Provided records:
■ ■ ■

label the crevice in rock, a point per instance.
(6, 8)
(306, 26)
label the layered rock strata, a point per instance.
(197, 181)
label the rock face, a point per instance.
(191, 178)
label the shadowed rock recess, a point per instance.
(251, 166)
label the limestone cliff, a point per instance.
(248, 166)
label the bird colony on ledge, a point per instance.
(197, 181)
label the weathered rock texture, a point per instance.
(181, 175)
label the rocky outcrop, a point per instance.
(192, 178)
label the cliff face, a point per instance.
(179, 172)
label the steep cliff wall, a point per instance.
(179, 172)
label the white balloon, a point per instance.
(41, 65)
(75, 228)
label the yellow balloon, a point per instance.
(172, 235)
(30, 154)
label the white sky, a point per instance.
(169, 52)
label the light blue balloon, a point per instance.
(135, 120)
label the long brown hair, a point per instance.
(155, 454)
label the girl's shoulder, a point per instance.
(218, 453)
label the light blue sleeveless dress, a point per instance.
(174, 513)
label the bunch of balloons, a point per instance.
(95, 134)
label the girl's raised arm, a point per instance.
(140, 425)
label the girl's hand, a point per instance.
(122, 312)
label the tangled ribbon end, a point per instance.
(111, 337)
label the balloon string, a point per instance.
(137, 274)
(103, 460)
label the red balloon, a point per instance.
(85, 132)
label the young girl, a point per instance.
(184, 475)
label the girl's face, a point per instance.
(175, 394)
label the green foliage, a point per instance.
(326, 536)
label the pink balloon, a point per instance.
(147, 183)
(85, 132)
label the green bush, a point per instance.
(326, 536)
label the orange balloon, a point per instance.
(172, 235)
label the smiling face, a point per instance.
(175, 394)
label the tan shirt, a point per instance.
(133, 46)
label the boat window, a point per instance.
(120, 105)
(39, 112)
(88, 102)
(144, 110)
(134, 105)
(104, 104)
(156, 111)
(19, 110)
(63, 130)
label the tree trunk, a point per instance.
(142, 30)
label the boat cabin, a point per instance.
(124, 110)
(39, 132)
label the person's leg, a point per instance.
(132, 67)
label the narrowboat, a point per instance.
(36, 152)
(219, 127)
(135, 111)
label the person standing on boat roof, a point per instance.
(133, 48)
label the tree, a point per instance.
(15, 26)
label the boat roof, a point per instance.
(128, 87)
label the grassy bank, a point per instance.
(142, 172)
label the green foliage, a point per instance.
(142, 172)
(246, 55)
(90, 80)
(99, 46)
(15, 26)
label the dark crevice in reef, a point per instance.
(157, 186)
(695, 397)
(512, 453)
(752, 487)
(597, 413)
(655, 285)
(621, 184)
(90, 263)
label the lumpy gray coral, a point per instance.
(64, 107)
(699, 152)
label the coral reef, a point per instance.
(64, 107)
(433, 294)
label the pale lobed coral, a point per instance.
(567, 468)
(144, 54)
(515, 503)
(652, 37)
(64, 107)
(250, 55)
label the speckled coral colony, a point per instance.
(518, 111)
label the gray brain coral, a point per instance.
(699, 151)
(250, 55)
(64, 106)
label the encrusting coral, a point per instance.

■ ■ ■

Written instruction:
Output every one of the rows above word for word, changing nothing.

Written answer:
label the crevice in rock, a point per instance.
(6, 8)
(306, 26)
label the layered rock strata, a point per instance.
(197, 181)
label the rock face, a point per instance.
(191, 178)
label the shadowed rock recess, a point per instance.
(251, 166)
label the limestone cliff, a point per instance.
(248, 166)
label the bird colony on ledge, a point per instance.
(197, 181)
label the weathered rock texture, a point per instance.
(181, 175)
label the rocky outcrop, a point per instance.
(192, 178)
label the cliff face, a point per instance.
(179, 172)
label the steep cliff wall, a point per instance.
(179, 172)
label the white balloon, a point per instance.
(41, 65)
(75, 228)
label the yellow balloon, a point per instance.
(172, 235)
(30, 154)
label the white sky, a point per instance.
(169, 52)
label the light blue balloon, a point per instance.
(135, 120)
label the long brown hair, a point per instance.
(155, 454)
label the girl's shoulder, a point per instance.
(218, 453)
label the light blue sleeveless dress, a point per instance.
(174, 513)
label the bunch of balloons, a point per instance.
(95, 134)
label the girl's raised arm, a point per instance.
(140, 425)
label the girl's hand, a point per instance.
(122, 312)
label the tangled ribbon end, a point per instance.
(111, 337)
label the balloon string, a point per instance.
(137, 274)
(103, 460)
label the red balloon, a point per instance.
(85, 132)
label the young girl, a point per instance.
(184, 475)
label the girl's face, a point per instance.
(175, 394)
label the green foliage, a point per instance.
(326, 536)
label the pink balloon, a point per instance.
(147, 183)
(85, 132)
label the green bush, a point per instance.
(326, 536)
label the orange balloon, a point per instance.
(172, 235)
label the smiling face, a point per instance.
(175, 394)
label the tan shirt, a point per instance.
(133, 46)
label the boat window, a point per instance.
(120, 105)
(39, 112)
(88, 102)
(144, 110)
(134, 105)
(104, 104)
(156, 111)
(19, 110)
(63, 130)
label the tree trunk, a point per instance.
(142, 30)
label the boat cabin, a point per instance.
(124, 110)
(39, 132)
label the person's leg, a point per instance.
(132, 67)
label the narrowboat, a point per instance.
(36, 152)
(219, 127)
(135, 111)
label the person standing on boat roof, a point per instance.
(133, 48)
label the tree, a point per instance.
(15, 26)
label the boat roof, a point per instance.
(128, 87)
label the grassy bank, a point per instance.
(142, 172)
label the green foliage, a point per instance.
(142, 172)
(246, 55)
(90, 80)
(99, 46)
(15, 26)
label the dark crevice in reef, a point per instance.
(157, 186)
(695, 397)
(512, 453)
(752, 487)
(597, 413)
(655, 285)
(621, 184)
(90, 263)
label the lumpy gray coral, a point per instance.
(64, 107)
(699, 152)
label the coral reef, a point per instance.
(64, 107)
(433, 294)
label the pale lobed coral, a point per instance.
(567, 468)
(144, 54)
(515, 503)
(652, 37)
(64, 107)
(250, 55)
label the speckled coral colony, a point per instance.
(518, 111)
label the gray brain coral, a point per instance.
(699, 151)
(250, 55)
(64, 106)
label the encrusting coral, a point per instance.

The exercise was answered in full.